-- START The input --

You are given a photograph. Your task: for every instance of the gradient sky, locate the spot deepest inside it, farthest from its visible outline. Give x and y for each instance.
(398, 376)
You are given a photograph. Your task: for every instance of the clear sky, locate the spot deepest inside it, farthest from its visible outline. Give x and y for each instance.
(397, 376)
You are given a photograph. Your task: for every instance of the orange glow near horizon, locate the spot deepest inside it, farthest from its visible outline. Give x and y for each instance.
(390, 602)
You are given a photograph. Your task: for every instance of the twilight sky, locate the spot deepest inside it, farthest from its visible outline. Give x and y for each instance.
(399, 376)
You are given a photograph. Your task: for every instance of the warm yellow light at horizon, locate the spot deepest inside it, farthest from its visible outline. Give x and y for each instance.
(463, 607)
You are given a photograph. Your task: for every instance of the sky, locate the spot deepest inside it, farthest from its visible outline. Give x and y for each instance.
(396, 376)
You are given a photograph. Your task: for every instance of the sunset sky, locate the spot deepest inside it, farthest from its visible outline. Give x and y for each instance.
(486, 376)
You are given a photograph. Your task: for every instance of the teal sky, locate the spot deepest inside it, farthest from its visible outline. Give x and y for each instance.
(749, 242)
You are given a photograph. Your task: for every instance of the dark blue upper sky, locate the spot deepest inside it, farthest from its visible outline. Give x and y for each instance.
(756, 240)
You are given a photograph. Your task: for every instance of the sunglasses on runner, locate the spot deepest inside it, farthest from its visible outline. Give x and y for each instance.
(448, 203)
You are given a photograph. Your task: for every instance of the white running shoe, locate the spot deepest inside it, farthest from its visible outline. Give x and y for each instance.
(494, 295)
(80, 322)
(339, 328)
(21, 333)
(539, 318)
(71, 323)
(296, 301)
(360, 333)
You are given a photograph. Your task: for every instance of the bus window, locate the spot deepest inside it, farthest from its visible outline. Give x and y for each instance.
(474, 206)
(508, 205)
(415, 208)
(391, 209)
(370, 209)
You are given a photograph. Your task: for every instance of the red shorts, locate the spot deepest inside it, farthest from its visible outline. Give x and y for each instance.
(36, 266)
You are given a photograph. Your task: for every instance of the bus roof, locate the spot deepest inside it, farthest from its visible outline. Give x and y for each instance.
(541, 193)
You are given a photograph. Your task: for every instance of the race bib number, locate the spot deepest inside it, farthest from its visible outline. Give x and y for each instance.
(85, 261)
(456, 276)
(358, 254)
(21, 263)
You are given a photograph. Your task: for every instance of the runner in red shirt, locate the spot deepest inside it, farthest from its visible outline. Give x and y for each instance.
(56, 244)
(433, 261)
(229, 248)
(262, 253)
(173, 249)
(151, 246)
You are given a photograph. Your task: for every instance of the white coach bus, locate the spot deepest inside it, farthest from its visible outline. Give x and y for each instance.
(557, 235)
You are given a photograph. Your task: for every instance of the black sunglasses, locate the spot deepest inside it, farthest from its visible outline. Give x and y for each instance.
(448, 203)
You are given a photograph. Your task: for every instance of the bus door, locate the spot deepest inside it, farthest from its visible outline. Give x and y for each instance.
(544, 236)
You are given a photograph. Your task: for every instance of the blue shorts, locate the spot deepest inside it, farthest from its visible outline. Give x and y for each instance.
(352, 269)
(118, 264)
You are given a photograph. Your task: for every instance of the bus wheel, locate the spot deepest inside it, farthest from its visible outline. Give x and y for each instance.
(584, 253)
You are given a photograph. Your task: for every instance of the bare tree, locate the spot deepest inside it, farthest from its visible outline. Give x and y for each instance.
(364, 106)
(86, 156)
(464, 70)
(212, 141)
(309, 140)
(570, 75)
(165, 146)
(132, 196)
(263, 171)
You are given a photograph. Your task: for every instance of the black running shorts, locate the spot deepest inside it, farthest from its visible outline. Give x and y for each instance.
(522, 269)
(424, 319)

-- END The input --

Reproduce the records above word for word, beginning with the line that contains "the white coach" and continuing through the last line of the records.

Result
You are given a photograph. Your task: for every instance of the white coach bus, locate the spot deepest inside it, farthest from its visible outline. Give x and y for each instance.
(557, 235)
You are given a photograph. Your task: for every instance of the black sunglasses, locate the spot deepest inside it, farthest from its visible outline. Give x and y for each instance.
(448, 203)
You are given a photograph. Your task: for every instance of the bus door, locate the spot deepest inside it, farthest from its visible outline. Give x and y for each instance.
(544, 236)
You are given a photograph. Your task: for every instance of the blue shorts, locate the spot deepest inside it, farthest from its visible outline. Give x and y for each instance.
(352, 269)
(118, 264)
You are given a photograph. Your task: for every instance of the bus wheel, locate the spot deepest inside it, farthest from its visible outline. Give x and y for each instance.
(584, 253)
You are given a photograph. Your task: for every instance of the bare tree, locate the spot deepest inside it, farthest from its visible outline. Give x and y for each instance.
(364, 106)
(86, 156)
(464, 70)
(212, 141)
(309, 140)
(570, 75)
(165, 146)
(132, 196)
(263, 171)
You are given a photograph. Your task: for every instance of the black running shorts, locate the spot deepest inside it, farthest from its visible outline. Give x and y for each instance.
(522, 269)
(424, 319)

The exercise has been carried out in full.